____ Section de texte

# Pas de son avec la sortie Jack MBP et une TV LCD



## Fuilgy (24 Juin 2008)

Bonjour à tous,

déjà petite présentation (je suis nouveau). Alexis, fin d'étude ingénieur informatique et chef de projet à Paris, passionné par les nouvelles technologies et tous ce qui tourne autour de la planète PC.

J'en viens à ma question, j'ai donc acquis récemment une TV LCD Samsung LE32R86BD, j'ai connecté mon MacBook Pro via la sortie dvi au port Hdmi de mon écran, jusque là tout fonctionne très bien mais lorsque je décide de relier la sortie audio de mon MBP aux entrées RCA de mon LCD j'ai plus de son.

Dans le menu de la télé j'ai accès à la fenêtre de configuration du son mais la partie "son externe" (je sais plus exactement ce qu'il est écrit) est grisé.

Dans la partie préférence système du Mac, dans le gestionnaire de son, le menu reste soit sur "enceinte interne" soit sur "écouteur" lorsque le Jack/RCA est branché.
Le câble est du type : 
	

	
	
		
		

		
			





J'ai donc pas de son qui sort de la TV et ni du MAC. Pour avoir le son sur le MAC tout en ayant le câble branché je dois décocher la case silence dans l'onglet entrée ou sortie (normal me diriez-vous), mais toujours rien ne ce passe sur la TV.

J'espère que quelqu'un va pouvoir me venir en aide.

Merci.

Cdlt,

Fuilgy.


----------



## Arlequin (24 Juin 2008)

Bonjour et bienvenue à toi 

que le son ne sorte pas de la TV, je veux bien te croire, mais qu'il ne sorte pas du portable, là tu n'en sais rien 

il serait bon de commencer simplement par tester les deux appareils, histoire de voir lequel déconne/est mal réglé ! 

1) branche un casque sur ton portable; le son est il audible ? 
2) branche un autre périphérique sur ta TV (lecteur mp3 par exemple); cela fonctionne t il ? 
3) éventuellement tester un autre cable mini-jack/rca

à+


----------



## Fuilgy (24 Juin 2008)

Merci pour ta réponse.

Lorsque des écouteurs sont branchés sur le MBP, j'entend très bien le son.
Sinon pour la télé je n'ai pas testé avec un lecteur MP3, étant au bureau en ce moment je ferais ça ce soir.

Merci.


----------



## Arlequin (24 Juin 2008)

Fuilgy a dit:


> Merci pour ta réponse.
> 
> Lorsque des écouteurs sont branchés sur le MBP, j'entend très bien le son.
> Sinon pour la télé je n'ai pas testé avec un lecteur MP3, étant au bureau en ce moment je ferais ça ce soir.
> ...


 
donc le macbook est hors de cause... à moins que le taux d'échantillonage de sortie ne soit pas géré par la TV, mais je ne m'étalerai pas sur le sujet, ce n'ets pas mon rayon 

reste à tester la TV .... rdv sur un forum samsung...

à+

ps: personnellement, j'ai connecté mon mini intel par fibre optique, aurais tu une entrée son digitale sur ta tv ?

________
____ Lignes de données

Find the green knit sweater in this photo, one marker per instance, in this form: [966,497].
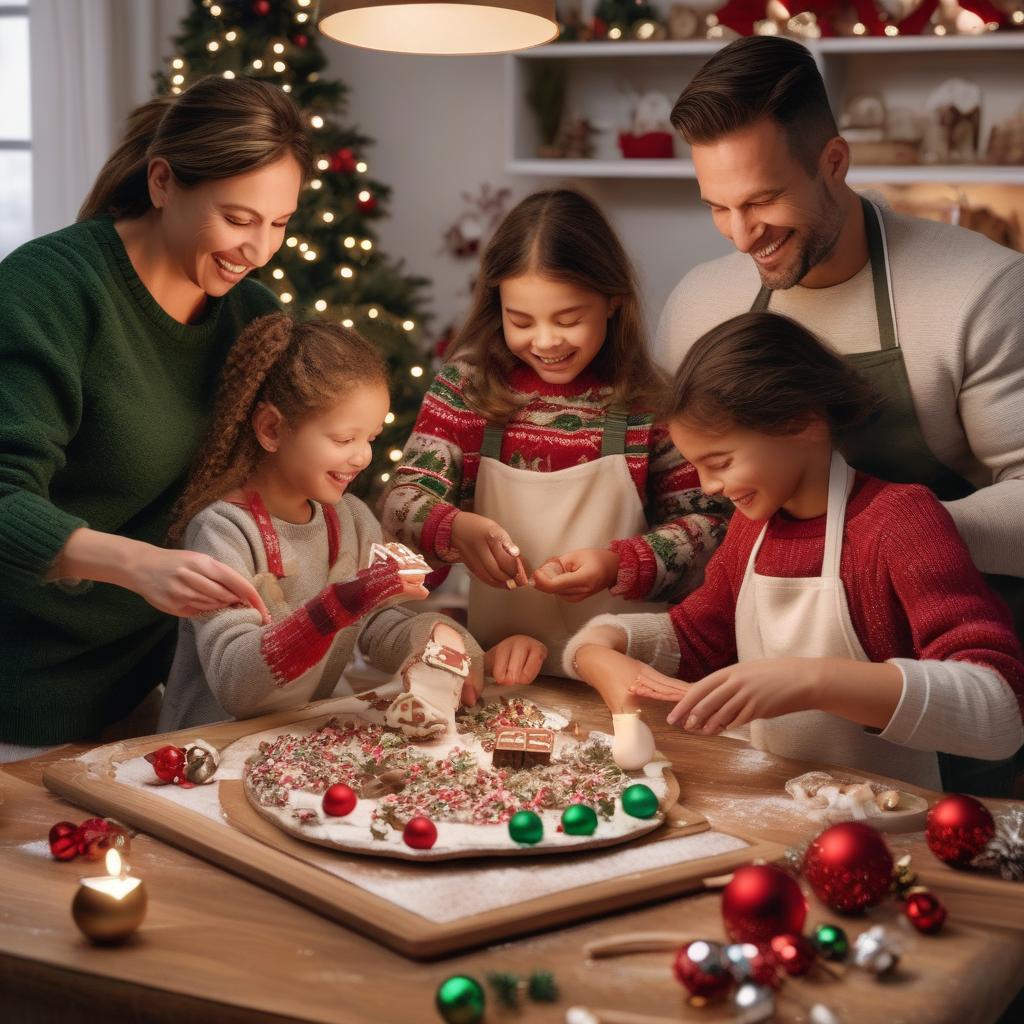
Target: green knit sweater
[103,399]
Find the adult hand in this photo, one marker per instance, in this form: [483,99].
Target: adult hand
[487,551]
[515,660]
[736,695]
[579,574]
[187,583]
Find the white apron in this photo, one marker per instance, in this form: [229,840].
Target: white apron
[810,617]
[547,515]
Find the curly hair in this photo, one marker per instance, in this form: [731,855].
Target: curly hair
[303,369]
[563,236]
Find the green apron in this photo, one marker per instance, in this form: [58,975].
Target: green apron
[892,446]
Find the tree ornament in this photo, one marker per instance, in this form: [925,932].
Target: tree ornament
[830,942]
[343,161]
[794,953]
[702,970]
[639,801]
[420,833]
[849,866]
[876,951]
[754,1004]
[460,998]
[926,911]
[168,762]
[579,819]
[525,826]
[64,841]
[339,800]
[760,902]
[958,828]
[1005,851]
[751,963]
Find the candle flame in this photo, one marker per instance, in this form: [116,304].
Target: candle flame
[115,866]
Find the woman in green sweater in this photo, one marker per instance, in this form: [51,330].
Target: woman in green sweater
[113,333]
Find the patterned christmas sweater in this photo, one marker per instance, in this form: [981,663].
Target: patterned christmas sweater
[556,427]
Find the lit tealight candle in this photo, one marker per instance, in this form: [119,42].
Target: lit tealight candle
[109,908]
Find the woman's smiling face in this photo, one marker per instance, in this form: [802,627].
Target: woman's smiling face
[219,230]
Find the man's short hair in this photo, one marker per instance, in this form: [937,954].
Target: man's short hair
[754,78]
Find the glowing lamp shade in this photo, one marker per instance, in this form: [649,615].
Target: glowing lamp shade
[453,28]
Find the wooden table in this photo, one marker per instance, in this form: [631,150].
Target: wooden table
[215,947]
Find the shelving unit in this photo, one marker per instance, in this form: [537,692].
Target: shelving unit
[904,69]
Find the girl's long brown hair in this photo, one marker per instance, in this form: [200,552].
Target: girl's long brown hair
[562,236]
[767,373]
[215,129]
[301,368]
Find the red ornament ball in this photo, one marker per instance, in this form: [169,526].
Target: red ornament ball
[343,161]
[958,828]
[339,800]
[760,902]
[925,911]
[64,841]
[168,763]
[702,970]
[849,866]
[420,834]
[794,953]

________

Exercice écrit
D'après le fil de discussion, quel modèle de téléviseur Fuilgy a-t-il récemment acquis ?

Résultat
Un téléviseur LCD Samsung LE32R86BD.